* [SHORT PROBLEM]
List every line of the listing below that contains the string "meadow", treating uppercase and lowercase letters as different.

* [THE RECORDS]
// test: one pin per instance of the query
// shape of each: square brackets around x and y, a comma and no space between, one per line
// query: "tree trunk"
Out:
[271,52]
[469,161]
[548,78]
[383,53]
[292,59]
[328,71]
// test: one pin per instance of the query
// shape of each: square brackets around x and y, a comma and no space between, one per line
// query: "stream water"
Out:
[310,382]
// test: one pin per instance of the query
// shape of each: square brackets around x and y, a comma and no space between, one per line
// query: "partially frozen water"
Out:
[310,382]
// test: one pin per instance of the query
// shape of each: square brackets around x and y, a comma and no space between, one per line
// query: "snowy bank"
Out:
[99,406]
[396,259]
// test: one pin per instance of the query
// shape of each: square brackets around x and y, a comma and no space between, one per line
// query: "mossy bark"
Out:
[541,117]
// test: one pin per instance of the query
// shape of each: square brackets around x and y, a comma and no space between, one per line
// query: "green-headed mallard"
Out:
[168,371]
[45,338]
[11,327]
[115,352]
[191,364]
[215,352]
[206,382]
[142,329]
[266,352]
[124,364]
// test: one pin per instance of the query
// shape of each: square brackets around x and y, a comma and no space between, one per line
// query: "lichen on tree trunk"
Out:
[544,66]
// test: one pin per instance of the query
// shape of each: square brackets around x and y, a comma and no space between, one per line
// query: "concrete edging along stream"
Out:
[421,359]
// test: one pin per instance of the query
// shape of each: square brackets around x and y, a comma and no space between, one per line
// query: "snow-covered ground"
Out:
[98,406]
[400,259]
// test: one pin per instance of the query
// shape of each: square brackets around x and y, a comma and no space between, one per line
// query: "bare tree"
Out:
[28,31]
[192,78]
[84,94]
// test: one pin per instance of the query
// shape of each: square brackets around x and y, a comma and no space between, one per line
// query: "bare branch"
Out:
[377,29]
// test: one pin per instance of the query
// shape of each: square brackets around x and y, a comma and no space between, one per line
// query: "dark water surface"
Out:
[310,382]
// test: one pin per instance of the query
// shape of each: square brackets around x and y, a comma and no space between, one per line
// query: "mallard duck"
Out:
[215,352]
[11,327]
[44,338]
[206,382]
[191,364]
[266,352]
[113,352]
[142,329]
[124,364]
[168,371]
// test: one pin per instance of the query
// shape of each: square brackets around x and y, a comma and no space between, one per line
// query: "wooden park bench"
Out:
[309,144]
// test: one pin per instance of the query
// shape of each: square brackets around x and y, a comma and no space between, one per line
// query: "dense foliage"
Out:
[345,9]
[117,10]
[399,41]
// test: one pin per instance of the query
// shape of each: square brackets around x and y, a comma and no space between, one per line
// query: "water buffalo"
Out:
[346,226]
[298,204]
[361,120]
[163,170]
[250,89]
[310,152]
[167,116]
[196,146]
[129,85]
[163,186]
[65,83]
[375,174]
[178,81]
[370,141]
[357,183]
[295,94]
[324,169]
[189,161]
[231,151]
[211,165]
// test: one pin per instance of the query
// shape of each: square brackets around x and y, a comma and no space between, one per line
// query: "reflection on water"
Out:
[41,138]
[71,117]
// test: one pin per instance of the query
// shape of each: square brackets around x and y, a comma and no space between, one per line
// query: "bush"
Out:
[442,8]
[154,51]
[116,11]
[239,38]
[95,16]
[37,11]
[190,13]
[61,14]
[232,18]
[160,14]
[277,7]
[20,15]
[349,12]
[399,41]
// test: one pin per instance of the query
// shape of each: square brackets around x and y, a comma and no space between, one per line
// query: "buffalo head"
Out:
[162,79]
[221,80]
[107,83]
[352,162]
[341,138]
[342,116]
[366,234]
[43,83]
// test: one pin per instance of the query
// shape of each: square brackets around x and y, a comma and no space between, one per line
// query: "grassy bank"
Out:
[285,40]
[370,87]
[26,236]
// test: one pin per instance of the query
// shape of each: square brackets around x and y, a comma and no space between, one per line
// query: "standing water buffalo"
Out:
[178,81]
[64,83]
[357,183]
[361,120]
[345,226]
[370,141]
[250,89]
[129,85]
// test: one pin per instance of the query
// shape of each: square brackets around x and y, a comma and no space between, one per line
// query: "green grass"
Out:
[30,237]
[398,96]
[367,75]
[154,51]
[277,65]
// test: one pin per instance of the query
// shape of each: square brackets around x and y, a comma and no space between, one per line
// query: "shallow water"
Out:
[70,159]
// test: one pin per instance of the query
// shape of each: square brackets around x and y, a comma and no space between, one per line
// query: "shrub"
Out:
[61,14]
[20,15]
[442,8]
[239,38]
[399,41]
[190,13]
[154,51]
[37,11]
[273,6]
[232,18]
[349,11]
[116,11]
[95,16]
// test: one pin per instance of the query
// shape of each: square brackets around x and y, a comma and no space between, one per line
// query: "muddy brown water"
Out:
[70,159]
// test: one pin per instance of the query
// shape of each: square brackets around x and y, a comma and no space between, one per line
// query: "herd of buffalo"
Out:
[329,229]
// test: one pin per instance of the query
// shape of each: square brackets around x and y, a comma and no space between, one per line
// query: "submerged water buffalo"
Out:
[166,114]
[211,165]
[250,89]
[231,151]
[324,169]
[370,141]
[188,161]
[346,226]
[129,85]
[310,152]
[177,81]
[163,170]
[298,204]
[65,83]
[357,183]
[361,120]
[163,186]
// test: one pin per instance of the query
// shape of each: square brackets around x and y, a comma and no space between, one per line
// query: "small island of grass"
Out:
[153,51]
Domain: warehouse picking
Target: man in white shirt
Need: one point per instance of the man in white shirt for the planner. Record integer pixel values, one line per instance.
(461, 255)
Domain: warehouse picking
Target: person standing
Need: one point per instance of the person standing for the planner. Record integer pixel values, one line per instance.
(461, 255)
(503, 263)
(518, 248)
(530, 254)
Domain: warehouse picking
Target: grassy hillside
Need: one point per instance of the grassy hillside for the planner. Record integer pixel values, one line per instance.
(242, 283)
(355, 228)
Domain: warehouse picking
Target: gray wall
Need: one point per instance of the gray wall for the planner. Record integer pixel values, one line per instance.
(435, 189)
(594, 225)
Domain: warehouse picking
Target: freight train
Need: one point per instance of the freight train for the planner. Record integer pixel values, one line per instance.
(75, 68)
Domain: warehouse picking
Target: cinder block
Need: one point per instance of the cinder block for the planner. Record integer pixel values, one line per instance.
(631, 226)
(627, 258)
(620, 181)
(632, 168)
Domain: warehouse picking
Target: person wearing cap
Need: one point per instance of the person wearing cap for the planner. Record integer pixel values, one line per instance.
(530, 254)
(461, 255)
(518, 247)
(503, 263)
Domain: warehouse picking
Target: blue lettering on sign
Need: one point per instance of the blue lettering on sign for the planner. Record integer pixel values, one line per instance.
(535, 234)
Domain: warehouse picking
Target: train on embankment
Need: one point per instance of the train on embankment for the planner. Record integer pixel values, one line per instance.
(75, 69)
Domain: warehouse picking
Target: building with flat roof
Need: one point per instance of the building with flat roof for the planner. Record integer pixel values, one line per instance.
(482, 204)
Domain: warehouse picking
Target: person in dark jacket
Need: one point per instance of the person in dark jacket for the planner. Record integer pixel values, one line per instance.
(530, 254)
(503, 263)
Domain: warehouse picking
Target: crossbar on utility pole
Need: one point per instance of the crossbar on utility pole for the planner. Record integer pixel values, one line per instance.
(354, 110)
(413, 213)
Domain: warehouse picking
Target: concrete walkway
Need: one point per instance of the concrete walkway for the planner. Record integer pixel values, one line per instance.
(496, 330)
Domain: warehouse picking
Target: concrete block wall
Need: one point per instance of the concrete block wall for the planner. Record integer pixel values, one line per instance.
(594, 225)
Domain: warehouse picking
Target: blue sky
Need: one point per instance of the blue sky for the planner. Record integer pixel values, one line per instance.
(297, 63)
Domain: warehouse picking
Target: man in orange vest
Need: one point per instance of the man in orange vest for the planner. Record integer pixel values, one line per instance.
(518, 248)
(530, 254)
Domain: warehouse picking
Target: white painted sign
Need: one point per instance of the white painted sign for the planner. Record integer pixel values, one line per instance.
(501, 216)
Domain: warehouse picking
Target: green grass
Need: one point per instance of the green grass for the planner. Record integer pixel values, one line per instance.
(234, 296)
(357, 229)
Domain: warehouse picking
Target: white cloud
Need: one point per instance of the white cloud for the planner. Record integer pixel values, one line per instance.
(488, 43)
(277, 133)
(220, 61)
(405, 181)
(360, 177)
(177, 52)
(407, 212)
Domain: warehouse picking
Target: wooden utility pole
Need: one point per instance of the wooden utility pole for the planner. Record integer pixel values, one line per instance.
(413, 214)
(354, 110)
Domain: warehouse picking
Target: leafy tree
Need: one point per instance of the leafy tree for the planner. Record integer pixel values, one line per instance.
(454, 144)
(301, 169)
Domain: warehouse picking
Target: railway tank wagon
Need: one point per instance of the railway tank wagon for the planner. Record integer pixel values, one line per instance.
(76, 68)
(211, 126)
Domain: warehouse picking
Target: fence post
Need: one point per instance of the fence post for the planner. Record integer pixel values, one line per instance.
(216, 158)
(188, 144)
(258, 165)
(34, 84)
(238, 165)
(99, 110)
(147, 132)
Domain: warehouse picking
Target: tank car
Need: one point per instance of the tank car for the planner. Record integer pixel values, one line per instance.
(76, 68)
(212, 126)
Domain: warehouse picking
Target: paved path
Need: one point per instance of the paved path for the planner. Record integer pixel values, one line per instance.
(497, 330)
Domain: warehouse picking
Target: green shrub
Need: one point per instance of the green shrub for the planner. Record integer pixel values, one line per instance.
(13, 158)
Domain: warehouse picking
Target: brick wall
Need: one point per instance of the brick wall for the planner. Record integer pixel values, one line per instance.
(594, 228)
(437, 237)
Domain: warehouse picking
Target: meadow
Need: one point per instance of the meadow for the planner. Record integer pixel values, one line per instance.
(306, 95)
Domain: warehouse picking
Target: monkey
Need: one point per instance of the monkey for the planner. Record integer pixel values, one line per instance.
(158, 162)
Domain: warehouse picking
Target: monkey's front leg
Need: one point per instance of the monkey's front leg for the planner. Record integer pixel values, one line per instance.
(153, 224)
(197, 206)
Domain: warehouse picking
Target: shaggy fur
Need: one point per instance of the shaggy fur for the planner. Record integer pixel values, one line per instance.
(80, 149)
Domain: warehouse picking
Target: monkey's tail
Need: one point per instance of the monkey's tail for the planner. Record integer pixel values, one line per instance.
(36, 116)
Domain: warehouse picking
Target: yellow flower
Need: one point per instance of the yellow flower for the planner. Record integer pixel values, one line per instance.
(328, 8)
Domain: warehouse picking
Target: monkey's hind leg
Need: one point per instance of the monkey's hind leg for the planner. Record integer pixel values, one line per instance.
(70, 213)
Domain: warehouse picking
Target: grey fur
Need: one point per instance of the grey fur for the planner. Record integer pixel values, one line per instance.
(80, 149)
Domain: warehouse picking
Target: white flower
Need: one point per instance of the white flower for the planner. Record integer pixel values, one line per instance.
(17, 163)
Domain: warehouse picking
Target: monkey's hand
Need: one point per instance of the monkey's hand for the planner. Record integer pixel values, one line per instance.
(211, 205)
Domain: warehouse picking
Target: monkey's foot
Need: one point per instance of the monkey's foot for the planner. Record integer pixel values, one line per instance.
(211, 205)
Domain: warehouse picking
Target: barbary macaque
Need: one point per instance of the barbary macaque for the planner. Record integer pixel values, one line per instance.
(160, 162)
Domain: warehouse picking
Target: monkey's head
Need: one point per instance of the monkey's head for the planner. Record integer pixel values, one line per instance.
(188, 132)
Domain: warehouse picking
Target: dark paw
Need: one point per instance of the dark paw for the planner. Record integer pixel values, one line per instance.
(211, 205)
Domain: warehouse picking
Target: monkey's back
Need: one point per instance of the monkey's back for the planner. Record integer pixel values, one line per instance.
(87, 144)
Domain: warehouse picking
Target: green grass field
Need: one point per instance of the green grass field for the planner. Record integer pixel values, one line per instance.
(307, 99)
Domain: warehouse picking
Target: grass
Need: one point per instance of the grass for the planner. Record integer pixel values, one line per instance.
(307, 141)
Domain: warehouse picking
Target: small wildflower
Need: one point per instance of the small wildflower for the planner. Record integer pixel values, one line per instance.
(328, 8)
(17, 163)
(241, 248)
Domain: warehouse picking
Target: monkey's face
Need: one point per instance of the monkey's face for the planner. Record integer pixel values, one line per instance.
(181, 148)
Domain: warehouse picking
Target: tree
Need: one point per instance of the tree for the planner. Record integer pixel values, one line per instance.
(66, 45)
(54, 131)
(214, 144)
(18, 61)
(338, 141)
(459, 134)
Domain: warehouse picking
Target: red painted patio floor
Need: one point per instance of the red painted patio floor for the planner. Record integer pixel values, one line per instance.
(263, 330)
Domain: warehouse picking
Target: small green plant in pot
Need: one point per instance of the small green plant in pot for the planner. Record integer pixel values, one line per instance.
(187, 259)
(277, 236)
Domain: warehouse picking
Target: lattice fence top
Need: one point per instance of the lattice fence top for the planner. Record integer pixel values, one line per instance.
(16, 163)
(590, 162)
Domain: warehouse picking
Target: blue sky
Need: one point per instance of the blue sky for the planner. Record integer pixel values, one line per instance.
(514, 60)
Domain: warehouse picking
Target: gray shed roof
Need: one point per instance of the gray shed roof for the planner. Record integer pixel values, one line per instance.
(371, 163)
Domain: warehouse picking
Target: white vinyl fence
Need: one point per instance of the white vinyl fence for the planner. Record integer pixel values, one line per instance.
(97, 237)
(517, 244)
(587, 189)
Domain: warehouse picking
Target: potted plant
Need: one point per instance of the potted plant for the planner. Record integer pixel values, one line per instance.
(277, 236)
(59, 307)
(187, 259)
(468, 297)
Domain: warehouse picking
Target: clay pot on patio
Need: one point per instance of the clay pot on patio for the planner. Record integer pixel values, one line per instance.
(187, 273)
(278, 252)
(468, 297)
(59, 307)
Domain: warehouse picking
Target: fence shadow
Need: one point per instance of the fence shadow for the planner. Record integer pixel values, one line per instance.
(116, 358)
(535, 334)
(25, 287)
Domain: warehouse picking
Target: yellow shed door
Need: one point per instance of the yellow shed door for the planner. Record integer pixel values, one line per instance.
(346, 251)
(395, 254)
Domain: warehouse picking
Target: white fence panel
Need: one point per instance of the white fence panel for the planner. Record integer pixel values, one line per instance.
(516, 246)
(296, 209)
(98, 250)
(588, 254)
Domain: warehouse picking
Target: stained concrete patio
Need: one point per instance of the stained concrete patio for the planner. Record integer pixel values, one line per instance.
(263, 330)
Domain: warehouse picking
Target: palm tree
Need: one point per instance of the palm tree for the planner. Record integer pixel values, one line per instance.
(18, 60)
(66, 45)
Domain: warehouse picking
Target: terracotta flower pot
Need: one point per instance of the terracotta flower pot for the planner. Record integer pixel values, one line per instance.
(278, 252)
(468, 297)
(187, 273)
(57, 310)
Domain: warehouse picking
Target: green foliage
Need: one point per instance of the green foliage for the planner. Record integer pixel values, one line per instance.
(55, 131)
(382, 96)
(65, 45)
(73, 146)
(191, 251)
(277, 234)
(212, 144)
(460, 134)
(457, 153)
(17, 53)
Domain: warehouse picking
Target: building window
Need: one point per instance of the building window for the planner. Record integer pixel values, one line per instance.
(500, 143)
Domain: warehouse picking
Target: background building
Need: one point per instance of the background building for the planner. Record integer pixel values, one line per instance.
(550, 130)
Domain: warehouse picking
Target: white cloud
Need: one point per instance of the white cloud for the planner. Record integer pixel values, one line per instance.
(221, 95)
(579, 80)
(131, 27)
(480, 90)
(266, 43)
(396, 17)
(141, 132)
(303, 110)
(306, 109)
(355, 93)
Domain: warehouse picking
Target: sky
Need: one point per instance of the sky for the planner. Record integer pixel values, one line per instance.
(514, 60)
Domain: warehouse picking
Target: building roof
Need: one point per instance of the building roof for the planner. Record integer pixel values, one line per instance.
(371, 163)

* [EXERCISE RESPONSE]
Target: meadow
Need: one point per instance of the meadow for the planner. Record integer pixel values, one line per instance.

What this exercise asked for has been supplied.